__Exercise task__:
Please rewrite only the lines starting with the line with "marking, outputting a bounding box per occurrence." and going on through the line with "[0,545,336,572]", replacing "yellow taxiway marking" with "white runway marking" and leaving everything else unchanged.

__The input__:

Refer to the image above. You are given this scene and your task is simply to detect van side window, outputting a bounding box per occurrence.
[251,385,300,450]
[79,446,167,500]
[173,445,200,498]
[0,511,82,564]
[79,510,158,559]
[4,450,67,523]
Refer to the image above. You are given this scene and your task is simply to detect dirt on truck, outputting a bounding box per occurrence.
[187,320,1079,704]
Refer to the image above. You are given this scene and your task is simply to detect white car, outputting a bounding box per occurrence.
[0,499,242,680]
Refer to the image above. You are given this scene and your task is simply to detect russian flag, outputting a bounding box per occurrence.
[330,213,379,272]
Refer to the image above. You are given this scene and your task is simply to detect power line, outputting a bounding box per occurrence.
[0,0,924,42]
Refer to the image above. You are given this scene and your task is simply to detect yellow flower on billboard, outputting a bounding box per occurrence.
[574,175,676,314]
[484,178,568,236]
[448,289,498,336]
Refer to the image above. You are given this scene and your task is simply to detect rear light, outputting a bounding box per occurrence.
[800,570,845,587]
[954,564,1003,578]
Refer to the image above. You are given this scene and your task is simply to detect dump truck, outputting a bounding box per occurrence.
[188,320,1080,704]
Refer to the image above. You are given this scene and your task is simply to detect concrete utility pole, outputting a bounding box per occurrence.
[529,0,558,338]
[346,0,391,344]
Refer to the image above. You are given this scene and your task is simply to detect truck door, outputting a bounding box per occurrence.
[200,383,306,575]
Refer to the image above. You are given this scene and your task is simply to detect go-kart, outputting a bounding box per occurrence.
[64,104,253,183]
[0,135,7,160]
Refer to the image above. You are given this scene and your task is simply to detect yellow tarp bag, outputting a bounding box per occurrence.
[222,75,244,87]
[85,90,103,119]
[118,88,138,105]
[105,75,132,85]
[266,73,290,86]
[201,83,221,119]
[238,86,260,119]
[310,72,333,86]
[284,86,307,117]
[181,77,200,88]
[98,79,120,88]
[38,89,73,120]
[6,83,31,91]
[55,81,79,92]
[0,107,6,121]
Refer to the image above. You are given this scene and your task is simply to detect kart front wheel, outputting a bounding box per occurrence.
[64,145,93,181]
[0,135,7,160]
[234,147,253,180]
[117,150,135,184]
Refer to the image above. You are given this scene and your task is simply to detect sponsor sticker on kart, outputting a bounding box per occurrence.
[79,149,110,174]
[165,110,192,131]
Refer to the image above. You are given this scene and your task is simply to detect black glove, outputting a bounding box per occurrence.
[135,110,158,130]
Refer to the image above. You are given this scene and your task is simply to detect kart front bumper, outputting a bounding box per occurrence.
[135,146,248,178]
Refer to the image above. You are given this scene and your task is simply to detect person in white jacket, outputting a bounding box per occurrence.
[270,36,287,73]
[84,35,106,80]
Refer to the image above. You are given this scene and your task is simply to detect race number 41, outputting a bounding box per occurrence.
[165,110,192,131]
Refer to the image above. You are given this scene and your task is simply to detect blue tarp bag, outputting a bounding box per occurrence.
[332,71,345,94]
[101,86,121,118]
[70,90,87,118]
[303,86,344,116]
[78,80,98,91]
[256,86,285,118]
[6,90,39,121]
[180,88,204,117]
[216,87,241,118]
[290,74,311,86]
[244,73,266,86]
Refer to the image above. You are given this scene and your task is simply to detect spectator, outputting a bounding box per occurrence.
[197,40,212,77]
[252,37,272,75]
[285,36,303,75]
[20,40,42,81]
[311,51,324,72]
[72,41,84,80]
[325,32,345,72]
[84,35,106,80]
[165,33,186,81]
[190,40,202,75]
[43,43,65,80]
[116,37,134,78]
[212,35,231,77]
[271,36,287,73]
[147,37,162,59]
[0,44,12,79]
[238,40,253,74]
==
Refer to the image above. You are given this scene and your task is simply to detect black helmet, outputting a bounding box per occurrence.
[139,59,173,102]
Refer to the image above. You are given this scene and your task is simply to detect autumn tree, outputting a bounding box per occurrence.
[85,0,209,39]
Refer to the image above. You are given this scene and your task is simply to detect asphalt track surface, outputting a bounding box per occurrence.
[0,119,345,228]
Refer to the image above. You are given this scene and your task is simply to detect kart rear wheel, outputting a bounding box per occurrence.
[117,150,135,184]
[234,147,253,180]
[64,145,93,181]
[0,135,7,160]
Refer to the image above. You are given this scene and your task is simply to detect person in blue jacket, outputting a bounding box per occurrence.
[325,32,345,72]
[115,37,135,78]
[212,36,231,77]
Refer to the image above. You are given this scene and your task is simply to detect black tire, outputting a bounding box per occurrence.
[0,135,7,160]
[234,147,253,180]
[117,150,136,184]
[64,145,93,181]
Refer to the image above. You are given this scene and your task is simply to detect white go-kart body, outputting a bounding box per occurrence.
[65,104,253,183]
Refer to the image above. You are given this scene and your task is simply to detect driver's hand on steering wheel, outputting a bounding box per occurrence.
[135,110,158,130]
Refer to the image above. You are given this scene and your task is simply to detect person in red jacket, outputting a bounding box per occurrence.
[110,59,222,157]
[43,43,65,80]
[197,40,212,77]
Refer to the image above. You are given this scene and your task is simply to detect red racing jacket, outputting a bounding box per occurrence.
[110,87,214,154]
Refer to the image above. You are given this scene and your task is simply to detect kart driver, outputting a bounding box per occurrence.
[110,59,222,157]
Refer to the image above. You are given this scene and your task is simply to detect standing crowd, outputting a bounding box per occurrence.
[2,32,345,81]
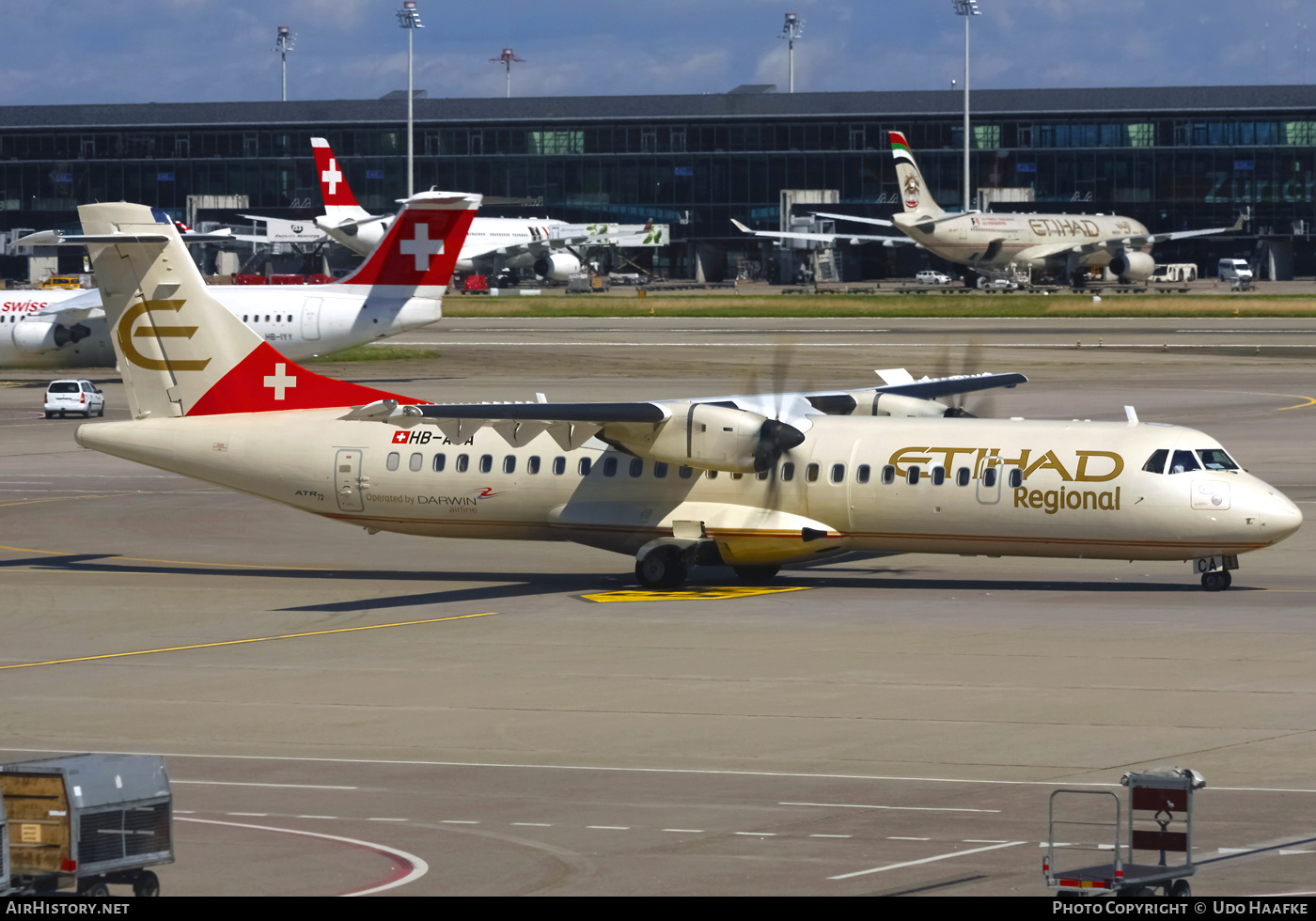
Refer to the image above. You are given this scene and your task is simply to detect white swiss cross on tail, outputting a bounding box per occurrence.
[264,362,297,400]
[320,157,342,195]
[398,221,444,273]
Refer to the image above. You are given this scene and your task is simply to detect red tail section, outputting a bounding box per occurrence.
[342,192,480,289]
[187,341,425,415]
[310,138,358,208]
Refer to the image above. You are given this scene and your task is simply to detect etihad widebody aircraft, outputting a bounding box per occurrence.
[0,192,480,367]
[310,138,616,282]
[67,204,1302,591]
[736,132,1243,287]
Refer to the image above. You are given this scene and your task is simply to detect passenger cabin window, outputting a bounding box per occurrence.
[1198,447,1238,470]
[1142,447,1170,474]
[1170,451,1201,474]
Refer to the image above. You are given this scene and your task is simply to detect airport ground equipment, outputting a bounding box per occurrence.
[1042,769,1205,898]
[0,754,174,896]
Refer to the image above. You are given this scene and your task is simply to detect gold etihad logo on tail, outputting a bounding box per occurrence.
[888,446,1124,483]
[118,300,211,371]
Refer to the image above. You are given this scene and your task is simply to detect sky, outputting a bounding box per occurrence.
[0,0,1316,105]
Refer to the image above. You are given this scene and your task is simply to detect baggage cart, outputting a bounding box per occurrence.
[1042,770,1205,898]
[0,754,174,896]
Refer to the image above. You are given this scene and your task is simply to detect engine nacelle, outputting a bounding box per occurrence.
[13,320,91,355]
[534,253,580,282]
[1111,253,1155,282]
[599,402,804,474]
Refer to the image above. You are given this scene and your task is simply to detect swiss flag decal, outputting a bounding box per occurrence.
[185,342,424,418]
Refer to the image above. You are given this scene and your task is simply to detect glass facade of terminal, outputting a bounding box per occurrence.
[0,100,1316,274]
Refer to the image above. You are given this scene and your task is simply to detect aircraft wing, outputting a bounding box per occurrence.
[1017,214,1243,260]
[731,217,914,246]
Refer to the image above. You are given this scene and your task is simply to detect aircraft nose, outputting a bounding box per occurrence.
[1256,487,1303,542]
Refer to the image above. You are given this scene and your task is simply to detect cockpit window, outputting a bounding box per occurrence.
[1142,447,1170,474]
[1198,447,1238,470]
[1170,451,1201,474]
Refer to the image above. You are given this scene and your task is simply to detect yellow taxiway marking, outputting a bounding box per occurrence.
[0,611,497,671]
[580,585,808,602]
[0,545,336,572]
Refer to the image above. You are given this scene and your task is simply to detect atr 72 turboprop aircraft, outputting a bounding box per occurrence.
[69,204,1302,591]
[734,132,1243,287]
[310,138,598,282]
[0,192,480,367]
---
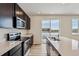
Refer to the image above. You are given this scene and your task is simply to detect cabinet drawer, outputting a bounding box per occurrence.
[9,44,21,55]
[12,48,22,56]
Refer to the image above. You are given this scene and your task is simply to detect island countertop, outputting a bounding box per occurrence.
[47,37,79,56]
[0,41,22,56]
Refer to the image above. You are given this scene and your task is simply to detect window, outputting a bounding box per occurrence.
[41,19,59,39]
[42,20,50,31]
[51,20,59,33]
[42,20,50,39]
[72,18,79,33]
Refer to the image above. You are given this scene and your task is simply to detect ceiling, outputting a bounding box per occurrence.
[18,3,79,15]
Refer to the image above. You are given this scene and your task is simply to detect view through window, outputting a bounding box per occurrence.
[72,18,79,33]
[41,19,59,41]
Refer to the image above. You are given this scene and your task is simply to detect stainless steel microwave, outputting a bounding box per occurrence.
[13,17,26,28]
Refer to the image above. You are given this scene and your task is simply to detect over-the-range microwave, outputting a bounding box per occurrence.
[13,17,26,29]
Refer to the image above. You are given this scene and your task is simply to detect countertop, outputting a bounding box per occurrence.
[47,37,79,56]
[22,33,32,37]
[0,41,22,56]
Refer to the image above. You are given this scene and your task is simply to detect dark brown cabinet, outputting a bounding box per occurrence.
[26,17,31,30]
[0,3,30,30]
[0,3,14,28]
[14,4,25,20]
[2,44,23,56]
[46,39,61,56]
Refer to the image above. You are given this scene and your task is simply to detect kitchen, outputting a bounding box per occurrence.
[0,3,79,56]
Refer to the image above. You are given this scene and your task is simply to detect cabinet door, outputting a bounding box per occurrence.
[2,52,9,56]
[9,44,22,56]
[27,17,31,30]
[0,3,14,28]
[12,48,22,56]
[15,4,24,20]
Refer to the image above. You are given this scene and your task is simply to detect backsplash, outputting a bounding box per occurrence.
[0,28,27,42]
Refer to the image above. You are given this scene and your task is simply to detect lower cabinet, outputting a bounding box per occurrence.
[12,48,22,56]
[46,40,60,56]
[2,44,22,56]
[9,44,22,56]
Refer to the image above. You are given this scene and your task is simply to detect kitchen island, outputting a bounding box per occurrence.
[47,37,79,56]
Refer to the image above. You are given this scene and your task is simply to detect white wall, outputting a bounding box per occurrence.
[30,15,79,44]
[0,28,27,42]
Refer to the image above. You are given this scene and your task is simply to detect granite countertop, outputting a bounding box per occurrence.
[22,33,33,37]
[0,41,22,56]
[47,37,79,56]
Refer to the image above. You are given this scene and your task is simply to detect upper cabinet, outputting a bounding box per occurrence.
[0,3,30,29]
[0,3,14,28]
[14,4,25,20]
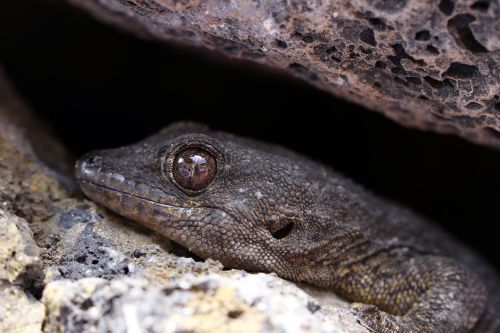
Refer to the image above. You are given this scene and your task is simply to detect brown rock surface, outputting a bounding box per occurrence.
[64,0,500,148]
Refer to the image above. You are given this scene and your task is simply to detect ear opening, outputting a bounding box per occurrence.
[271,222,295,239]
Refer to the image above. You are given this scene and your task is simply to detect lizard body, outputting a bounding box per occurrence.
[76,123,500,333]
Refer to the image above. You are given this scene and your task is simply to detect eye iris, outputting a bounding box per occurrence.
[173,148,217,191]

__Solution__:
Refer to the image above. You are given this scene and your task is simply to detect white runway marking, outputting a bounding box per occurrence.
[0,611,497,671]
[580,585,808,602]
[0,545,336,572]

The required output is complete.